*QUOTED TEXT*
A blog post in which I pose some questions for Duff & Phelps regarding their plans and court actions, future funding, and whether they have taken sufficient steps to obtain information from all parties regarding Rangers’ affairs. If so, have Mr Whyte and Mr Ellis committed a criminal offence, and if so, have Duff & Phelps done anything about it?
Whilst a lot of work has been done by them in eleven weeks, how do they intend to keep the doors open until a bidder completes due diligence and signs a deal?
Has the stop/start process (some of which might rest at D&P’s door, but much of which has been caused by outside events) resulted in Rangers being unable to continue as a going concern?
This week has seen the focus shift from the administrators of Rangers on to the SFA disciplinary process and the furore regarding the “anonymous” Judicial Panel.
I will pass over that for now, and pose a couple of quick questions for Duff & Phelps. It would be easy to forget that the administration process is still going on! I do not expect them to answer me, but some response might be forthcoming to someone.
An interesting piece was posted on the Web.3D.Law blog last night. This concludes by stating:-
“ If I am right, it begs the question as to why and how D&P are taking offers for the club in the first place, especially since Craig Whyte can block any action to sell his shares.
Are the administrators fulfilling a PR exercise?
Of course. They must they be seen to be doing everything possible to save Rangers. Are they under instructions from CW himself to try and find a buyer? To me, the whole thing reeks of an exercise in futility – unless of course CW’s security is less than publicly reported, it makes no logical sense as to why he would sell to either bidder and Duff and Phelps have raised a lot of Rangers supporters hopes for nothing. Again.”
The administrators of Rangers are very experienced Insolvency Practitioners. They are fully aware of the rules under which they must operate. To lesser mortals like me, some of their decisions seem baffling. I am sure that is my failing, rather than theirs. However, responses to the following questions would be of interest.
Have They Received Notification of the Result of the Big Tax Case?
The parties are made aware of the terms of the decision a few days before it is made public. If they had heard, then I am sure leaks and spin would already be taking place.
However, as the amount assessed by the Tax Tribunal as due by Rangers is important for the purposes of assessing what proposal can be made in a CVA. It also affects the amount that a buyer, whether of the company or the assets, might have to put into the pot.

*WRITTEN EXERCISE 1*
Copy out every sentence in the post about the Rangers administration that ends with a question mark.
*WRITTEN EXERCISE 2*
Resume the post about the Rangers administration, picking up after its final sentence.
The entries aren't needed for any of this.

*DATA SECTION*
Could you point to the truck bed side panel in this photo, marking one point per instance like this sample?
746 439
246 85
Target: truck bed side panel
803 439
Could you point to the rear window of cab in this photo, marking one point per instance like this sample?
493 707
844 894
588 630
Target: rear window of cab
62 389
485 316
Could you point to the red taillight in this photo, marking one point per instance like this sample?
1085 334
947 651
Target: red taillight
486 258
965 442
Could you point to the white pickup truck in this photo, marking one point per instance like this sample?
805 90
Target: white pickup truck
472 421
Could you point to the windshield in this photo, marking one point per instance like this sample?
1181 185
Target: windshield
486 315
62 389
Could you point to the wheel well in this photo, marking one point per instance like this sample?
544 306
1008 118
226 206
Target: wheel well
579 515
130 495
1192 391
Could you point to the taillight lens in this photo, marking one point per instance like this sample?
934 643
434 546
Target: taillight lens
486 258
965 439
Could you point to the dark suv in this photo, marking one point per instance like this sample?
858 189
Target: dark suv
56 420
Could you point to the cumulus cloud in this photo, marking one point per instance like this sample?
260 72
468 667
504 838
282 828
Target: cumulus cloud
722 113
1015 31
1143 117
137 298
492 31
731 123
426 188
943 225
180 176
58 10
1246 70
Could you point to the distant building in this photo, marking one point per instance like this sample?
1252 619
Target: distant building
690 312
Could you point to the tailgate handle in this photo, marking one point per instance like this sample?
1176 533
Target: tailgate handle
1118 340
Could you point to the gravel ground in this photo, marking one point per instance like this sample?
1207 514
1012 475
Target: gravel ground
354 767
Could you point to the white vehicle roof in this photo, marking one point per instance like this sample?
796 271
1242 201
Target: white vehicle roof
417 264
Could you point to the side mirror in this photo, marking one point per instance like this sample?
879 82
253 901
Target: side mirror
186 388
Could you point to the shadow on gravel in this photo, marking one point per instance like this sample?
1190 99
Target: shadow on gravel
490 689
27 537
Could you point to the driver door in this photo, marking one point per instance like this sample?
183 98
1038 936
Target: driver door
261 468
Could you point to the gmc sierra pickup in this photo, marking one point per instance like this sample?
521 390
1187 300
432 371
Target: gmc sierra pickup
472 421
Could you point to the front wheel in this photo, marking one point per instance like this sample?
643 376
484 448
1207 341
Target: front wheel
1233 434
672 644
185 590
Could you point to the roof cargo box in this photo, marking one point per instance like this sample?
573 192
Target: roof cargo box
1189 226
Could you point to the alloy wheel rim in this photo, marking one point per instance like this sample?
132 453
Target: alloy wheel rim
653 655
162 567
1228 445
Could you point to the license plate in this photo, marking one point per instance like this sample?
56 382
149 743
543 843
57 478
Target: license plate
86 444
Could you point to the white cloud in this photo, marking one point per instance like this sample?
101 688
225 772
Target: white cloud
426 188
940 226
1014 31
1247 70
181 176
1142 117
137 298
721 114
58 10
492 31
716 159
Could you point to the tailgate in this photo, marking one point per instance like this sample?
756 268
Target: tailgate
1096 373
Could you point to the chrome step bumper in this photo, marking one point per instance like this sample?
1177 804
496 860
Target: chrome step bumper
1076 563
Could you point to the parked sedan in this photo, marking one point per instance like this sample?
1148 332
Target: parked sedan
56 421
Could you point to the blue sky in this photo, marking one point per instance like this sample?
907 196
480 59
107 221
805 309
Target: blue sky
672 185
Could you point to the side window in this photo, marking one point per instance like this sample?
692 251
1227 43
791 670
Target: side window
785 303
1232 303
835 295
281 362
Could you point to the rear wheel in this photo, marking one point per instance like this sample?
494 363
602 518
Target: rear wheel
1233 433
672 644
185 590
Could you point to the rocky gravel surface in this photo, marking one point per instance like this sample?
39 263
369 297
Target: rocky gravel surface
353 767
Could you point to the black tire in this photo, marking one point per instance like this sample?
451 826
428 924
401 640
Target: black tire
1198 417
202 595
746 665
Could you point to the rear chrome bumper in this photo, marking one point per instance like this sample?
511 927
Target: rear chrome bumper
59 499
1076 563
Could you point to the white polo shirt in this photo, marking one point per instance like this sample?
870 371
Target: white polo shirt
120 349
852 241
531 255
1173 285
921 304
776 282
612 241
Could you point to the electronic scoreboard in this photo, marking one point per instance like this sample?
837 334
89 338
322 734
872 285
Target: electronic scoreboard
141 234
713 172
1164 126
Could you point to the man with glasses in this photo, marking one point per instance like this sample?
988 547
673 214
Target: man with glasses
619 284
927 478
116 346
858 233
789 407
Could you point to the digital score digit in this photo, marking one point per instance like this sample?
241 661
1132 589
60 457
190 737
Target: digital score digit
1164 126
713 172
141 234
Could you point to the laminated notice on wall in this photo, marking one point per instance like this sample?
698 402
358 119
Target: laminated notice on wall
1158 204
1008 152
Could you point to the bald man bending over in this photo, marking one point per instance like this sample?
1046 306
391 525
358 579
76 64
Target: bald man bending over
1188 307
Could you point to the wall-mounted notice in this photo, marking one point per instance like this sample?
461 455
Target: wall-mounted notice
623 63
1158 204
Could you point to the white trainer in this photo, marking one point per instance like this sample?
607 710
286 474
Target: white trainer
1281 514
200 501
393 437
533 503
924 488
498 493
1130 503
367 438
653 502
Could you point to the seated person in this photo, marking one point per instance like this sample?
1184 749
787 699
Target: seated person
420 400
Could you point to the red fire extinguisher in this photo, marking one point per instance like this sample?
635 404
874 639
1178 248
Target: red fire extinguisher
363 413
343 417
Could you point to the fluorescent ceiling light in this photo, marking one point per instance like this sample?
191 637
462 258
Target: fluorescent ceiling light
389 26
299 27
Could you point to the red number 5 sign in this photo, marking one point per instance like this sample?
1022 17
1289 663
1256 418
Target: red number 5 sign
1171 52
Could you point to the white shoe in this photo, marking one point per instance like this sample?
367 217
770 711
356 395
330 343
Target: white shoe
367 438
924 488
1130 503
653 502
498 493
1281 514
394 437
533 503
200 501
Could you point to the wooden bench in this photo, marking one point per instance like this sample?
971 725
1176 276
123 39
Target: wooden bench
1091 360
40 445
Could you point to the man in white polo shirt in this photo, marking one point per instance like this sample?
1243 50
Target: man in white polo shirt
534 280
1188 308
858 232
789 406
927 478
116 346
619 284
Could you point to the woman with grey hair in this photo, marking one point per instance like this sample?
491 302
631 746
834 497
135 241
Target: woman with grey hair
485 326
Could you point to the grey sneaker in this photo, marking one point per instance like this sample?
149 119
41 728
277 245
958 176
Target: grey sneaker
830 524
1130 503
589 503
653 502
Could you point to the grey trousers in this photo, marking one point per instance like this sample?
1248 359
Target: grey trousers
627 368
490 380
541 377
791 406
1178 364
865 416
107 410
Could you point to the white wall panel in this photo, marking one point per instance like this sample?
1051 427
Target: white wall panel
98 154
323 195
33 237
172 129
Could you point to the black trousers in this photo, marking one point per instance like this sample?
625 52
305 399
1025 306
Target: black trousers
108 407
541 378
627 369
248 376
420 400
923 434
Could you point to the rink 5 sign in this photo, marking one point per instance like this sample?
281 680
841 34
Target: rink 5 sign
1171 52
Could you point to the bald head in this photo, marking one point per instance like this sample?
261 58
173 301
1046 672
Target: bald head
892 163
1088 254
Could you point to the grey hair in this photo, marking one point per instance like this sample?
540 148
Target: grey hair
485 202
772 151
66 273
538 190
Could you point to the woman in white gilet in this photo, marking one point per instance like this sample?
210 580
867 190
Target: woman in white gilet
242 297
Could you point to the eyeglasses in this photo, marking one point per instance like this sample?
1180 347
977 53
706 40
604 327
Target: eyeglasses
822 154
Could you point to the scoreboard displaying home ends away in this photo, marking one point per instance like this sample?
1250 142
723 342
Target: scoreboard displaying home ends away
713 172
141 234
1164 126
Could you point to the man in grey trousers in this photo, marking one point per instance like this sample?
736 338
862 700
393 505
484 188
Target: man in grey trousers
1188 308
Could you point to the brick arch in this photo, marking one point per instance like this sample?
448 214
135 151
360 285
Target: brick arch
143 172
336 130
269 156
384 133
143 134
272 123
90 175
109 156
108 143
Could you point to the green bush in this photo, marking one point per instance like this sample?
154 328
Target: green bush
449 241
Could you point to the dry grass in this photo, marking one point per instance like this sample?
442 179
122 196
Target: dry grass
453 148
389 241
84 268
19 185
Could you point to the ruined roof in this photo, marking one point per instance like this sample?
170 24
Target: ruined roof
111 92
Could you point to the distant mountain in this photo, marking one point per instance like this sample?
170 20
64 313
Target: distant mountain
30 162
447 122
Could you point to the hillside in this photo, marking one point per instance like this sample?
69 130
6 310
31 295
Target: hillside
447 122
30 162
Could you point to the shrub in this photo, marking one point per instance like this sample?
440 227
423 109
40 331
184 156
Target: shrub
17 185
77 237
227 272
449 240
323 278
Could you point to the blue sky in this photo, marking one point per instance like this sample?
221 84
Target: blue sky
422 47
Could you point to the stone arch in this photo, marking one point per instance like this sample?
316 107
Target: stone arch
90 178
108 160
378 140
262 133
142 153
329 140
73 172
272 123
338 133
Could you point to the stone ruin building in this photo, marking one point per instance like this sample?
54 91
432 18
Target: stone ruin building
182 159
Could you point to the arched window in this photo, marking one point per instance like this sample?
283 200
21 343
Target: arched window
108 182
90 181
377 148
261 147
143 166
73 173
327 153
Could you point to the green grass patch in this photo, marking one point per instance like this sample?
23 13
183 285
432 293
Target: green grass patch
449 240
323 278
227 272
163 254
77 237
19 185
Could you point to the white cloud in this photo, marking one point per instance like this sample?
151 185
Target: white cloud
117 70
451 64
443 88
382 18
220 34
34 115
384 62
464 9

*TASK OUTPUT 1*
If so, have Mr Whyte and Mr Ellis committed a criminal offence, and if so, have Duff & Phelps done anything about it?
Whilst a lot of work has been done by them in eleven weeks, how do they intend to keep the doors open until a bidder completes due diligence and signs a deal?
Has the stop/start process (some of which might rest at D&P's door, but much of which has been caused by outside events) resulted in Rangers being unable to continue as a going concern?
Are the administrators fulfilling a PR exercise?
Are they under instructions from CW himself to try and find a buyer?
Have They Received Notification of the Result of the Big Tax Case?

*TASK OUTPUT 2*
If no result has yet been notified, have they been told when this might take place?
Have They Received a Statement of Affairs from Mr Whyte or Mr Ellis and Whom Have They Asked for One?
Rule 47 of Schedule B1 to the Insolvency Act states as follows:-
(1)As soon as is reasonably practicable after appointment the administrator of a company shall by notice in the prescribed form require one or more relevant persons to provide the administrator with a statement of the affairs of the company.
(2)The statement must—
(a) be verified by a statement of truth in accordance with Civil Procedure Rules,
(b) be in the prescribed form,
(c) give particulars of the company’s property, debts and liabilities,
(d) give the names and addresses of the company’s creditors,
(e) specify the security held by each creditor,
(f) give the date on which each security was granted, and
(g) contain such other information as may be prescribed.
(3)In sub-paragraph (1) “relevant person” means—
(a) a person who is or has been an officer of the company,
(b) a person who took part in the formation of the company during the period of one year ending with the date on which the company enters administration,
(c) a person employed by the company during that period, and
(d) a person who is or has been during that period an officer or employee of a company which is or has been during that year an officer of the company.
(4)For the purpose of sub-paragraph (3), a reference to employment is a reference to employment through a contract of employment or a contract for services.
(5)In Scotland, a statement of affairs under sub-paragraph (1) must be a statutory declaration made in accordance with the Statutory Declarations Act 1835 (c. 62) (and sub-paragraph (2) (a) shall not apply).
Rule 48 states:-
(1)A person required to submit a statement of affairs must do so before the end of the period of 11 days beginning with the day on which he receives notice of the requirement.
(2)The administrator may—
(a) revoke a requirement under paragraph 47(1), or
(b) extend the period specified in sub-paragraph (1) (whether before or after expiry).
(3)If the administrator refuses a request to act under sub-paragraph (2)—
(a) the person whose request is refused may apply to the court, and
(b) the court may take action of a kind specified in sub-paragraph (2).
(4)A person commits an offence if he fails without reasonable excuse to comply with a requirement under paragraph 47(1).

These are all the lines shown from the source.